Don't get me wrong. This is a victory for the party supported by the Communists (the official website here) and the Islamic Terrorists. That is sad. [Note: This AP article all but admits that those who want a weaker, less influential America wanted the Dems to win.] But it cannot be denied in my mind that the Republicans did everything to earn this defeat. My only hope is that they can regroup and ensure that America does what it needs to do in the War on Terror. And maybe they can come back looking more like the focused, principled Party of 1994 and less like the liberal, big spending, vote buying Party they were in 2006.

I must also admit that a Congress and President that can't pass anything might be a good thing, at least on domestic matters. In international policy, it really doesn't matter. President Bush has shown a willingness to do what he wants without Congressional authority. That isn't a criticism per se. It just is. So while I think Congress needs to pass laws dealing with the handling of terror suspects, I don't think gridlock will stop President Bush from doing what he thinks is necessary. I can only hope he handles that trust well.

FWIW, I really hated to see Steele lose in Maryland. I was rooting for that guy.

The States Give A Mixed Message

In many states, other issues were used to get people to the polls. People, ignorant of economics, continued to vote to increase the minimum wage, a wage that only applies to teenagers and the otherwise unemployable. All states considering minimum wage increases voted for them. Union pay is often tied to minimum wage, and other jobs that pay more than minimum wage will have to increase their pay, which is the real reason behind such measures. So what if a few jobs are lost entirely.

A good summary of state initiatives is here.

Other states dealt with the gay marriage issue again. As I understand it, 7 of 8 states voted for the bans. Arizona was the lone holdout, and the first state to reject the ban. This could be a trend in favor of the gay activists who seek to change the meaning of the word "marriage." Or, it could be that the ban in Arizona was overreaching as it also sought to ban civil unions or domestic partnerships, something with which most people generally have no problem. The Cheese doesn't think gay marriage should be a constitutional issue -- it should simply be a legislative issue. But, the Cheese understands why these bans are necessary. State Supreme Courts, ignoring their role, may otherwise change the law without regard to the legislative process. It has happened in Mass. and very recently in New Jersey. So these bans are probably necessary to either limit or send a message to the state Surpeme Court justices.

__INPUT RECORDS__
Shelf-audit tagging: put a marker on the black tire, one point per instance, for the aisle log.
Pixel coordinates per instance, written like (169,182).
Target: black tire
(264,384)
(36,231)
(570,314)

__WRITTEN REQUEST A__
Copy the election commentary between "I must also" and "for that guy.", inclusive, replacing "President Bush" with "the President".
__WRITTEN REQUEST B__
Please write out every line of the listing exactly as it stands.

__WRITTEN REPLY A__
I must also admit that a Congress and President that can't pass anything might be a good thing, at least on domestic matters. In international policy, it really doesn't matter. the President has shown a willingness to do what he wants without Congressional authority. That isn't a criticism per se. It just is. So while I think Congress needs to pass laws dealing with the handling of terror suspects, I don't think gridlock will stop the President from doing what he thinks is necessary. I can only hope he handles that trust well.

FWIW, I really hated to see Steele lose in Maryland. I was rooting for that guy.

__WRITTEN REPLY B__
Shelf-audit tagging: put a marker on the black tire, one point per instance, for the aisle log.
Pixel coordinates per instance, written like (169,182).
Target: black tire
(264,384)
(36,231)
(570,314)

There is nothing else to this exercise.